--- GOAL OF THE EXERCISE ---
In your transcription, keep every record exact and leave out the pictures.

--- START ---

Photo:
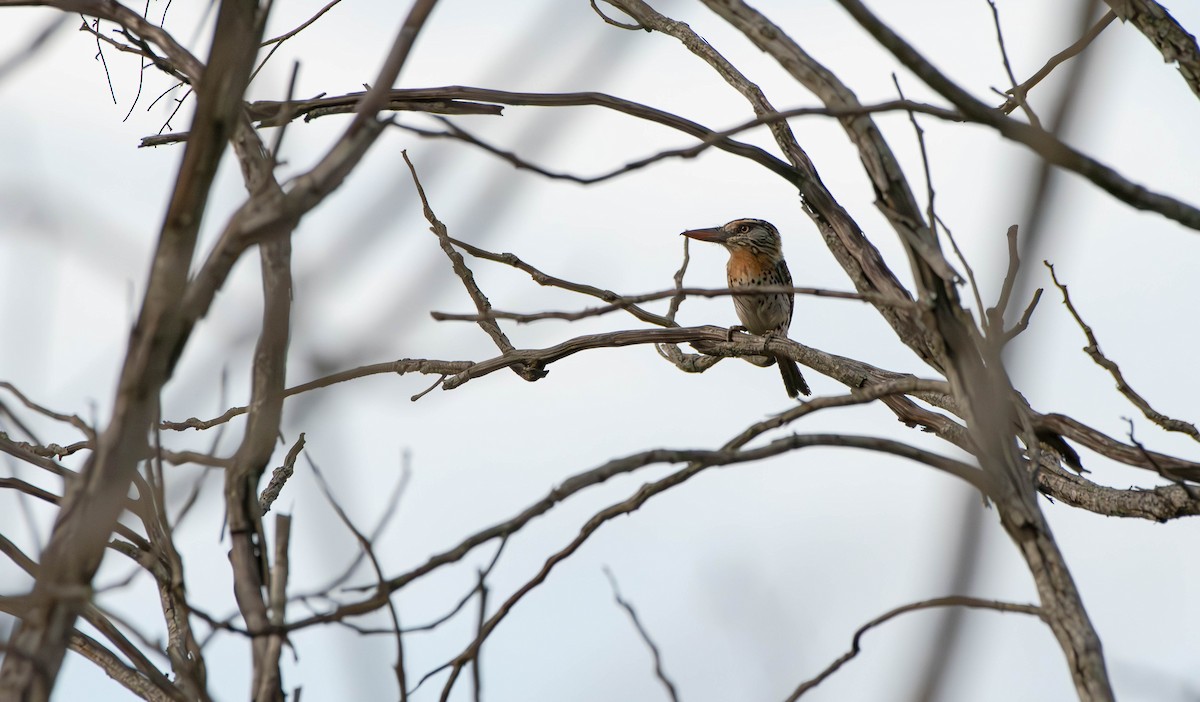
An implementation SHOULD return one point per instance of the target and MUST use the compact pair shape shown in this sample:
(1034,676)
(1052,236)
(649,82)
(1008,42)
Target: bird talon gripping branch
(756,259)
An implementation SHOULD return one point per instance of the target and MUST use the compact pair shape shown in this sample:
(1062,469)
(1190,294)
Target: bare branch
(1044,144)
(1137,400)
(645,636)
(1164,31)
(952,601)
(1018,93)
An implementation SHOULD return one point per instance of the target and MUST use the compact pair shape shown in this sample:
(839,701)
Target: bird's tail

--- END ---

--- SOLUTION TO THE EXERCISE ---
Photo:
An implementation SHOULD return one point per instance of the target and MUST use the compact pair shape shown in this sample:
(1034,676)
(1052,236)
(649,82)
(1008,42)
Target: bird talon gripping branch
(756,259)
An implementation SHOULD return one point per instance of the target and MUST use the compact pair shape shown in this sample:
(1062,469)
(1190,294)
Target: bare branch
(1044,144)
(1137,400)
(645,636)
(1164,31)
(952,601)
(1018,93)
An implementation SHOULD return one point per instance of the target and MUST use the compact pair shape shown in this sample:
(839,701)
Target: bird's tail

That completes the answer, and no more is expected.